## Trecho
A equipe do J.P. Morgan acredita que o S&P 500 cairá em direção às mínimas vistas em 2022, antes que uma mudança na política do Fed alimente uma recuperação no segundo semestre que deixará o indicador cerca de 10% mais alto que o nível atual. Em seu pior momento neste ano, em outubro, o índice caiu 25%, para 3.577 pontos.
Os principais gestores de recursos também estão prevendo um começo difícil para 2023, com os ganhos desviados para o segundo semestre, segundo uma pesquisa divulgada pela Bloomberg News neste mês.
Aqueles que estão adotando uma visão mais otimista podem apontar para a resiliência da economia dos EUA, o ritmo mais lento da elevação das taxas de juros e a reabertura da China depois dos rígidos “lockdowns” impostos para controlar a disseminação da covid.
Mas, apesar de tudo isso, uma das principais visões de consenso entre os estrategistas é a de que os mercados de ações ainda não estão refletindo uma perspectiva econômica no geral pessimista. Christian Mueller-Glissmann e Cecilia Mariotti, do Goldman Sachs, disseram no fim do mês passado que seu modelo implica uma probabilidade de 39% de o crescimento dos EUA desacelerar nos próximos 12 meses, mas os ativos de risco estão embutindo nos preços uma chance de apenas 11%.
Michael Wilson, do Morgan Stanley – que aposta firmemente em uma fase de baixa do mercado e que ficou em primeiro lugar na pesquisa “Institutional Investor” deste ano -, vê o índice S&P 500 caindo até 21% mais no primeiro trimestre. Uma recuperação posterior o levará o a 3.900 pontos no fim do ano, implicando ganho de cerca de 2% em relação ao fechamento de segunda-feira.

## Dados fornecidos
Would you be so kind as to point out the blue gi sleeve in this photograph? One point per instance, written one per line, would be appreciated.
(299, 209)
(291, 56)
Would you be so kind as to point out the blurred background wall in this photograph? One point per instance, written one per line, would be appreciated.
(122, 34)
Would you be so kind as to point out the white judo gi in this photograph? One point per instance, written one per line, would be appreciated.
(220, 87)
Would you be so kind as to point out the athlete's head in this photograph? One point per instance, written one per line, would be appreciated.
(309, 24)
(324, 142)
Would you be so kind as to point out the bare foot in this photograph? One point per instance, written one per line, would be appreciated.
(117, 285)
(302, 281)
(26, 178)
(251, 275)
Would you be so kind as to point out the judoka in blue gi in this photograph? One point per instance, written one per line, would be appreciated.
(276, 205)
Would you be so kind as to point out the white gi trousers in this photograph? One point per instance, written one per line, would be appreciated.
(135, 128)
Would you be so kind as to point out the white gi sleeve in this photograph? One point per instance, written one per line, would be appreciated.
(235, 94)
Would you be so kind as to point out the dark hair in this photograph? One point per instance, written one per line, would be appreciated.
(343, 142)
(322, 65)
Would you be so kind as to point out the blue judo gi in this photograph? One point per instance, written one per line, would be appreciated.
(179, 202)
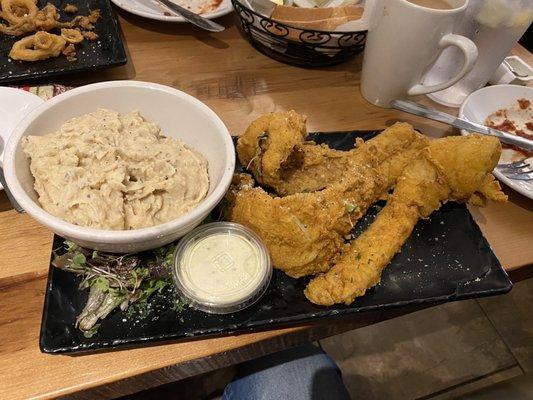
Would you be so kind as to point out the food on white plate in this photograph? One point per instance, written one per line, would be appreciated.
(115, 171)
(516, 119)
(198, 6)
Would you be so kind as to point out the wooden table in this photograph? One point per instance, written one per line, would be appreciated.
(240, 84)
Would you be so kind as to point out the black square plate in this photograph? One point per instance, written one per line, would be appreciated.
(445, 259)
(106, 51)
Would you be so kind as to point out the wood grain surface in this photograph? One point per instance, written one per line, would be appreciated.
(239, 83)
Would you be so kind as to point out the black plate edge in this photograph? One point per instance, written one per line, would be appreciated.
(121, 59)
(124, 344)
(281, 322)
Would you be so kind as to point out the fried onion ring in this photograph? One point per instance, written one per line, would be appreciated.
(18, 11)
(73, 36)
(37, 47)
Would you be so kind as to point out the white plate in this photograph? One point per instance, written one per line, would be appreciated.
(483, 102)
(154, 10)
(15, 104)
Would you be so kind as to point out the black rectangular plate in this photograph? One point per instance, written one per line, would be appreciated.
(445, 259)
(107, 51)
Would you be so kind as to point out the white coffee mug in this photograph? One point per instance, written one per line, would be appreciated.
(403, 41)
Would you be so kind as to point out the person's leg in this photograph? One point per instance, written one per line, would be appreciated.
(301, 373)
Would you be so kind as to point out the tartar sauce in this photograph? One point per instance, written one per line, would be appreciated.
(221, 267)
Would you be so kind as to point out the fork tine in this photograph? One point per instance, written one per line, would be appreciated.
(521, 177)
(515, 165)
(528, 171)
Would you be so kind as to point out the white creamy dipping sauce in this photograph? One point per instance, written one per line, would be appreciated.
(221, 269)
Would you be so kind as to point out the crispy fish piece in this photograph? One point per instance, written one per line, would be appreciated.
(268, 143)
(304, 231)
(274, 149)
(449, 169)
(40, 46)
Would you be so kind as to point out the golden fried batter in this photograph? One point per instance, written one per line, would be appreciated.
(18, 11)
(268, 142)
(449, 169)
(72, 36)
(70, 9)
(40, 46)
(24, 17)
(304, 231)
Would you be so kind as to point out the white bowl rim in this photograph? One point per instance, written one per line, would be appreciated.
(114, 236)
(496, 88)
(487, 89)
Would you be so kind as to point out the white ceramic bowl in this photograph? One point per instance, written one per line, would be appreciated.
(483, 102)
(179, 115)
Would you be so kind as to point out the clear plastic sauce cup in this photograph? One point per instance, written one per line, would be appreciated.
(221, 267)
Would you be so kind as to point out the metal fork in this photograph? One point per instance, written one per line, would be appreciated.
(517, 170)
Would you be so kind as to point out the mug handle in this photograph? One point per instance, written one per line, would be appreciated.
(469, 50)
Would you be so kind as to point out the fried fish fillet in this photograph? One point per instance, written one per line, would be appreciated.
(449, 169)
(304, 231)
(268, 143)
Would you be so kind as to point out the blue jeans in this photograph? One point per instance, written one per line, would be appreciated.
(300, 373)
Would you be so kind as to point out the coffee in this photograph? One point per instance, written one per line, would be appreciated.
(435, 4)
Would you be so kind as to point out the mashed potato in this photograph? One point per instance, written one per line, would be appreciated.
(111, 171)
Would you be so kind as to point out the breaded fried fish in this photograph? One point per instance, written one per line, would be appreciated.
(449, 169)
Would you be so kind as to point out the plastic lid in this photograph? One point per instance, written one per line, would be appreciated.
(221, 267)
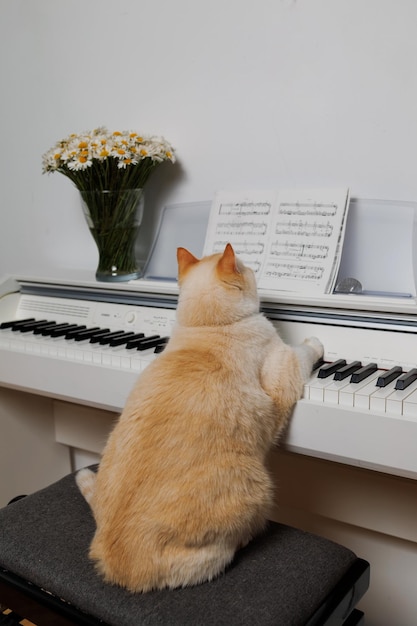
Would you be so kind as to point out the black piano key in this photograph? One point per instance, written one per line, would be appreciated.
(30, 326)
(16, 323)
(363, 372)
(388, 377)
(137, 342)
(121, 339)
(347, 370)
(105, 339)
(330, 368)
(95, 331)
(152, 343)
(317, 364)
(406, 379)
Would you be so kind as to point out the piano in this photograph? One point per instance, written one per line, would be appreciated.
(85, 343)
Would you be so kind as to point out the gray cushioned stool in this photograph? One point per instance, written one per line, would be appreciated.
(284, 577)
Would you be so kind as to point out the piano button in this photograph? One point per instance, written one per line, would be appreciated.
(347, 370)
(40, 329)
(16, 323)
(103, 340)
(330, 368)
(388, 377)
(30, 326)
(363, 372)
(137, 342)
(121, 339)
(61, 332)
(90, 332)
(47, 330)
(72, 332)
(406, 379)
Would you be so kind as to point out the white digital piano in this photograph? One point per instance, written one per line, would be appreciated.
(71, 349)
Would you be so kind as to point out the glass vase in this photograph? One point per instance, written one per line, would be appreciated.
(114, 219)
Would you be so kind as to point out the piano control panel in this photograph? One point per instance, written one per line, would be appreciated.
(359, 406)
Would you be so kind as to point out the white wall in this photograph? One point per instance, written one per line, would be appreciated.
(253, 93)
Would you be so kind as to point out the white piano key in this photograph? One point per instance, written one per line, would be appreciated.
(332, 391)
(316, 387)
(87, 356)
(396, 399)
(136, 364)
(378, 400)
(115, 361)
(347, 395)
(410, 406)
(125, 362)
(362, 398)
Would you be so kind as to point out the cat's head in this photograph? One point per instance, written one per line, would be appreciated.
(215, 290)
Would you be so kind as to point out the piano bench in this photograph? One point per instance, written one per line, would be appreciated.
(284, 576)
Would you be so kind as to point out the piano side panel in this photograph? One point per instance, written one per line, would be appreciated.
(371, 513)
(30, 457)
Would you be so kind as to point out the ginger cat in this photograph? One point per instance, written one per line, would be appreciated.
(182, 483)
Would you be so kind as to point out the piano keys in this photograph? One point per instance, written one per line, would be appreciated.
(87, 344)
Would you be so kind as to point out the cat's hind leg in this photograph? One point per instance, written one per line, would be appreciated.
(86, 481)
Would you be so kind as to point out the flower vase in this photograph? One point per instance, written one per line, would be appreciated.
(114, 219)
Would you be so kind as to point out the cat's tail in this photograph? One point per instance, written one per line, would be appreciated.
(86, 481)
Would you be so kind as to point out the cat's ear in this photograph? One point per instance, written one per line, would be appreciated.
(185, 261)
(227, 266)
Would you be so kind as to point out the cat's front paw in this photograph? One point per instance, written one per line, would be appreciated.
(316, 345)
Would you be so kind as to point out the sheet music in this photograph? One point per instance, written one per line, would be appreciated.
(292, 239)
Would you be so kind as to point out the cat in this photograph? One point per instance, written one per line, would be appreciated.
(182, 483)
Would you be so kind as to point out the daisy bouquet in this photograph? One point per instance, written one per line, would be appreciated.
(110, 170)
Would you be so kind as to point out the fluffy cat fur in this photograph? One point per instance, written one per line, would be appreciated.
(182, 483)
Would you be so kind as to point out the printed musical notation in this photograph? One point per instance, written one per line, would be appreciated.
(304, 228)
(292, 239)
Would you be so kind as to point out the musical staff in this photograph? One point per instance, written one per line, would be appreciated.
(299, 250)
(304, 228)
(294, 271)
(241, 228)
(292, 239)
(315, 209)
(245, 208)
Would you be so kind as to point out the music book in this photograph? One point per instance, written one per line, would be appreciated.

## Tarefa 1
No trecho sobre as previsões para o S&P 500, de quanto foi a maior queda do índice neste ano e a que nível ele chegou?
## Tarefa 2
Indique se cada afirmação abaixo está de acordo com o trecho sobre as previsões para o S&P 500, respondendo sim ou não e citando as palavras do trecho que decidem a questão: (a) Christian Mueller-Glissmann e Cecilia Mariotti são do Goldman Sachs; (b) Michael Wilson prevê que o S&P 500 pode cair até 21% mais no primeiro trimestre; (c) o modelo do Goldman Sachs indica uma probabilidade de 11% de desaceleração do crescimento dos EUA.
## Tarefa 3
Dê continuidade ao trecho sobre as previsões para o S&P 500 a partir do ponto em que ele termina.
Os dados constituem um material à parte, sem relação com o trecho.

## Resposta escrita 1
Em outubro, o índice caiu 25%, para 3.577 pontos.

## Resposta escrita 2
(a) Sim: "Christian Mueller-Glissmann e Cecilia Mariotti, do Goldman Sachs".
(b) Sim: "vê o índice S&P 500 caindo até 21% mais no primeiro trimestre".
(c) Não: "seu modelo implica uma probabilidade de 39% de o crescimento dos EUA desacelerar nos próximos 12 meses".

## Resposta escrita 3
Atrelados à deterioração as perspectivas econômicas estão os lucros corporativos. Embora tenham mostrado uma resiliência notável à inflação descontrolada em 2022, eles deverão cair no ano que vem à medida que a pressão sobre as margens aumentar e a demanda mais fraca criar um risco maior de estagflação. Wilson alertou nesta semana que a queda dos lucros poderá igualar a observada durante a crise financeira de 2008 e que isso não está precificado nas ações.
Uma pesquisa do Bank of America também mostrou que os gestores de fundos esperam uma deterioração nas perspectivas de lucros para 2023, o que os tem deixado mais otimistas com os bônus do que com as ações. O posicionamento relativo desses profissionais em ações, em relação à renda fixa, está no nível mais baixo desde 2009. “Não esperamos que o cenário de crescimento construtivo deste ano persistirá em 2023”, diz Dubravko Lakos-Bujas, estrategista do J.P. Morgan e o segundo colocado na pesquisa Institutional Investor. Ele acredita que os lucros cairão 9% nos EUA, 10% na zona do euro e 4% no Japão.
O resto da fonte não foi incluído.